━━━ Task inputs ━━━

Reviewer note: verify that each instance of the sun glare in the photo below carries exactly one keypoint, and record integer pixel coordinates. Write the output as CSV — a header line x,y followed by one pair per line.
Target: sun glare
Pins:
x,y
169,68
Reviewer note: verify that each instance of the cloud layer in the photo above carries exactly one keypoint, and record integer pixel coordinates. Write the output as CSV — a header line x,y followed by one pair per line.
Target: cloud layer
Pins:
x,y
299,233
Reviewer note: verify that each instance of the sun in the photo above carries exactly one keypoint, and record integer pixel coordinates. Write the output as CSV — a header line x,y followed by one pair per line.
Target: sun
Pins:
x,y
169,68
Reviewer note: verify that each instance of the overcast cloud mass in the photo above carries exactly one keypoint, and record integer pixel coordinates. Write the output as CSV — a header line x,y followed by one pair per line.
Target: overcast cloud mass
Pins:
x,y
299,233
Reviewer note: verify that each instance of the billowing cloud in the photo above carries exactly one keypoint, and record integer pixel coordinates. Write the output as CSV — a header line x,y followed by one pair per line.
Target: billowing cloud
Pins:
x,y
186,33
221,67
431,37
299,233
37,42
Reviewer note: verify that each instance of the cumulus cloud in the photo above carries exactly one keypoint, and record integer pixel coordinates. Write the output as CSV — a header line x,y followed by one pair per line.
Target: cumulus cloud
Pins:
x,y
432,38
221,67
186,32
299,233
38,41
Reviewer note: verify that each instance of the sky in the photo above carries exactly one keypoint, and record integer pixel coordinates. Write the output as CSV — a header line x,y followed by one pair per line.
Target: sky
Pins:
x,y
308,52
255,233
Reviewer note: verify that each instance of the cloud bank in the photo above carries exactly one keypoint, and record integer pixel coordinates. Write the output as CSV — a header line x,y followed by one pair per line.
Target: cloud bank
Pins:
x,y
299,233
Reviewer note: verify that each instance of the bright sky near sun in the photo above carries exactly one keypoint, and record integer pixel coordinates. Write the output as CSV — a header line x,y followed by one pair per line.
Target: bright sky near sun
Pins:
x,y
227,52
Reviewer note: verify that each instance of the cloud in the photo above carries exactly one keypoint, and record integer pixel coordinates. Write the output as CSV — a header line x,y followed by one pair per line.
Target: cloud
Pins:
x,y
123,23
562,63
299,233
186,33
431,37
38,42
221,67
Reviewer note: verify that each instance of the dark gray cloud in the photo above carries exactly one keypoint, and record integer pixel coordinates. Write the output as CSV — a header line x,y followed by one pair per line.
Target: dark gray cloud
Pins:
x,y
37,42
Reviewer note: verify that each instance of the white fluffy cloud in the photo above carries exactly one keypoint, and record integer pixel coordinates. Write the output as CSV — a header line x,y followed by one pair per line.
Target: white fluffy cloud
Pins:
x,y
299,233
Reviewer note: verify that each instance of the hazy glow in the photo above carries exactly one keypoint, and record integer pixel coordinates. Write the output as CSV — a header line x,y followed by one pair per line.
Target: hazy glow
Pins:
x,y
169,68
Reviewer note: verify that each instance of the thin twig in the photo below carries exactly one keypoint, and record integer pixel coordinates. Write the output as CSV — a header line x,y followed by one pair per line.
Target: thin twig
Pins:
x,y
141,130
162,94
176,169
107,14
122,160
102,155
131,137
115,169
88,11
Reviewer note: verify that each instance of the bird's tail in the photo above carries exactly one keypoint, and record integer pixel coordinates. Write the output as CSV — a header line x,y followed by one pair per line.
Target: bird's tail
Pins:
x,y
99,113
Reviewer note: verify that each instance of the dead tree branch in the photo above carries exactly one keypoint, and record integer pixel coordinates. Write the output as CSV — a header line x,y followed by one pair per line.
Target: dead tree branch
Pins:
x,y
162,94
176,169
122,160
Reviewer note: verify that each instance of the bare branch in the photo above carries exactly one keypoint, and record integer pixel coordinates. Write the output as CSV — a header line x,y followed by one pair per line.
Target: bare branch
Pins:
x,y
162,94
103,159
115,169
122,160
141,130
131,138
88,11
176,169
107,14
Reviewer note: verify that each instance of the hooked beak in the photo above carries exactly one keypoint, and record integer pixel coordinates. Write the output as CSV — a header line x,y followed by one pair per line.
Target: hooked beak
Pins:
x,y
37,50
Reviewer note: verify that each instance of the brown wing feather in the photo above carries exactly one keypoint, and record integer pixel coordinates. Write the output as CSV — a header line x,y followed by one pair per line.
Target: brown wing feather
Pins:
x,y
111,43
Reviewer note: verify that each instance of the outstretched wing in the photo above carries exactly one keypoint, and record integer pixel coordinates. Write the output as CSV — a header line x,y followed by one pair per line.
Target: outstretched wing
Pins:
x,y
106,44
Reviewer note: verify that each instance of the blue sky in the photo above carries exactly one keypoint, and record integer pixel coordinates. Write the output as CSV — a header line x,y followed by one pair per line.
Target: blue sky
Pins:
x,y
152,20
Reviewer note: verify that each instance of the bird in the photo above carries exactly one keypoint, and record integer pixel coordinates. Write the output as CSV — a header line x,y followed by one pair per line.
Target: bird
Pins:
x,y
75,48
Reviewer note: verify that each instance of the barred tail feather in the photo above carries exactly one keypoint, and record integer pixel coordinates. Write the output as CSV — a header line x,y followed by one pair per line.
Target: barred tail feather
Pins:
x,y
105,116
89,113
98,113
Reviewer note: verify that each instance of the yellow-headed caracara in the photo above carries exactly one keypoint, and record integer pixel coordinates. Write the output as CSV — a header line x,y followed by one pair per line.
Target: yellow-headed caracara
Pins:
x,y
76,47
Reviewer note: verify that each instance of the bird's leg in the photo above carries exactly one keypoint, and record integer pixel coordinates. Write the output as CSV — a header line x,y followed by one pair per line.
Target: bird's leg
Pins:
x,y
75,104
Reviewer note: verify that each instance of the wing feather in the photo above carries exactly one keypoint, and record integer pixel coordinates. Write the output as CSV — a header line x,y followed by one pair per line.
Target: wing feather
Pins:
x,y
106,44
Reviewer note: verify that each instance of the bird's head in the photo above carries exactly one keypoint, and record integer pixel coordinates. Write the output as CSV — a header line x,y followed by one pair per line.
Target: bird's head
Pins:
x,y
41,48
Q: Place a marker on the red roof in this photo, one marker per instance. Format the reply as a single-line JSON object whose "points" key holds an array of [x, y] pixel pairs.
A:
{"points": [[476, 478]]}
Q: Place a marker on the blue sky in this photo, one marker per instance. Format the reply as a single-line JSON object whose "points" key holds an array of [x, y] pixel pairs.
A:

━━━

Try it
Recopy the entries above exactly, with every line included.

Reply to the exercise
Reviewer note: verify that each instance of the sun glare in the photo below carries exactly one keypoint, and record integer pixel coordinates. Write the output as CSV — a header line x,y followed by one pair per line.
Target: sun glare
Pins:
x,y
169,68
Reviewer note: verify that each instance of the cloud layer in the photo above carries exactly one keypoint, and record integer pixel coordinates. Write the output as CSV — a header line x,y followed by one pair per line.
Target: cloud layer
Pins:
x,y
299,233
Reviewer note: verify that each instance of the sun in the photo above carries exactly one keypoint, and record integer pixel coordinates. Write the output as CSV — a header line x,y followed by one pair per line.
Target: sun
Pins:
x,y
169,68
Reviewer note: verify that each instance of the overcast cloud mass in the photo above carries exactly one keypoint, and record integer pixel coordinates. Write the output as CSV — a header line x,y followed by one pair per line.
Target: overcast cloud mass
Pins:
x,y
299,233
Reviewer note: verify that each instance of the billowing cloud in the photo above carries exactly one keypoint, and record integer pixel coordinates. Write the output as CSV — a header line x,y followed by one pair per line.
Target: billowing cloud
Pins:
x,y
186,33
221,67
431,37
299,233
37,42
Reviewer note: verify that each instance of the cumulus cloud in the photo above carries exactly one keypoint, and record integer pixel coordinates. Write the output as CSV — a header line x,y followed by one pair per line.
Target: cumulus cloud
Pins:
x,y
432,38
221,67
186,32
299,233
38,41
Reviewer note: verify that each instance of the sky in the photo above carries exactly one keypoint, and record integer pixel coordinates. Write the output as CSV — a header line x,y followed by one pair per line.
Target: sky
Pins:
x,y
308,52
255,233
Reviewer note: verify that each instance of the cloud bank in the photo above carries exactly one keypoint, and record integer pixel coordinates. Write the output as CSV — a header line x,y followed by one pair per line.
Target: cloud bank
Pins:
x,y
299,233
Reviewer note: verify that each instance of the bright sky near sun in the photo above carries exactly one keypoint, and record integer pixel coordinates. Write the output as CSV — a header line x,y followed by one pair per line.
Target: bright sky near sun
Pins:
x,y
227,52
Reviewer note: verify that each instance of the cloud in the photo above carries exactly one keypoint, and record integer pixel coordinates. Write the output as CSV — a header line x,y followed by one pair per line.
Target: cloud
Pins:
x,y
123,23
562,63
299,233
186,33
431,37
38,42
221,67
Reviewer note: verify that each instance of the dark gray cloud in the photo above carries exactly one keypoint, and record integer pixel coordinates. Write the output as CSV — a header line x,y followed by one pair per line.
Target: dark gray cloud
Pins:
x,y
37,42
Reviewer note: verify that each instance of the white fluffy cloud in the photo above carries exactly one keypoint, and record integer pixel coordinates. Write the output as CSV — a header line x,y followed by one pair per line.
Target: white fluffy cloud
Pins:
x,y
299,233
Reviewer note: verify that each instance of the hazy glow in the photo above carries exactly one keypoint, and record integer pixel coordinates. Write the output as CSV — a header line x,y followed by one pair per line.
Target: hazy glow
Pins:
x,y
169,68
Reviewer note: verify that each instance of the thin twig in the photo below carries exactly one keypoint, and record integer pixel coordinates. Write the output as CSV — a header line x,y followed by one pair per line.
Target: thin twig
Pins:
x,y
141,130
162,94
176,169
107,14
122,160
102,155
131,137
115,169
88,11
Reviewer note: verify that each instance of the bird's tail in the photo above carries exactly one keypoint, and record integer pixel coordinates. Write the output as CSV — a header line x,y followed by one pair per line.
Target: bird's tail
Pins:
x,y
99,113
Reviewer note: verify that each instance of the dead tree branch in the photo above carries exactly one keypoint, and record integer pixel coordinates. Write the output as CSV — a header line x,y followed by one pair per line.
Target: dead tree branch
Pins:
x,y
162,94
176,169
122,160
Reviewer note: verify that each instance of the bare branch in the photo above carries exactly one keypoint, and record integer pixel coordinates. Write the output as CSV — a header line x,y followed by one pair per line.
Target: bare branch
Pins:
x,y
162,94
103,159
115,169
122,160
141,130
131,138
88,11
176,169
107,14
Reviewer note: verify that each instance of the hooked beak in the photo above carries exactly one keypoint, and record integer pixel coordinates. Write the output as CSV — a header line x,y followed by one pair per line.
Target: hooked beak
Pins:
x,y
37,50
Reviewer note: verify that each instance of the brown wing feather in the photo above carries exactly one keypoint, and record integer pixel coordinates. Write the output as CSV — a header line x,y followed by one pair per line.
Target: brown wing feather
Pins:
x,y
111,43
Reviewer note: verify that each instance of the outstretched wing in the photo above carries exactly one keypoint, and record integer pixel coordinates. Write the output as CSV — a header line x,y followed by one pair per line.
Target: outstretched wing
Pins:
x,y
106,44
Reviewer note: verify that each instance of the blue sky in the photo above carries exactly one keypoint, and record integer pixel coordinates. Write the output as CSV — a header line x,y followed by one pair per line.
Target: blue sky
Pins:
x,y
152,20
Reviewer note: verify that each instance of the bird in the photo above carries exactly one keypoint, and record integer pixel coordinates. Write the output as CSV — a header line x,y followed by one pair per line.
Target: bird
Pins:
x,y
75,48
Reviewer note: verify that each instance of the barred tail feather in the photo above carries exactly one keypoint, and record integer pixel coordinates. Write the output as CSV — a header line x,y followed by one pair per line.
Target: barred tail feather
Pins:
x,y
105,116
89,113
98,113
Reviewer note: verify that each instance of the yellow-headed caracara in the photo above carries exactly one keypoint, and record integer pixel coordinates. Write the output as CSV — a header line x,y followed by one pair per line.
Target: yellow-headed caracara
Pins:
x,y
76,47
Reviewer note: verify that each instance of the bird's leg in the photo above carries exactly one keypoint, and record integer pixel coordinates. Write the output as CSV — a header line x,y followed by one pair per line.
Target: bird's leg
Pins:
x,y
75,104
Reviewer note: verify that each instance of the wing feather in the photo above carries exactly one keypoint, and record integer pixel coordinates. Write the output as CSV — a header line x,y followed by one pair per line.
Target: wing feather
Pins:
x,y
106,44
Reviewer note: verify that each instance of the bird's head in the photo above carries exactly one keypoint, and record integer pixel coordinates. Write the output as CSV — a header line x,y followed by one pair per line.
Target: bird's head
Pins:
x,y
41,48
Q: Place a marker on the red roof in this photo, one marker per instance. Format the reply as a single-line JSON object whose "points" key holds an array of [x, y] pixel pairs.
A:
{"points": [[476, 478]]}
Q: Place a marker on the blue sky in this photo, one marker per instance. Format the reply as a single-line JSON object whose "points" key holds an array of [x, y] pixel pairs.
A:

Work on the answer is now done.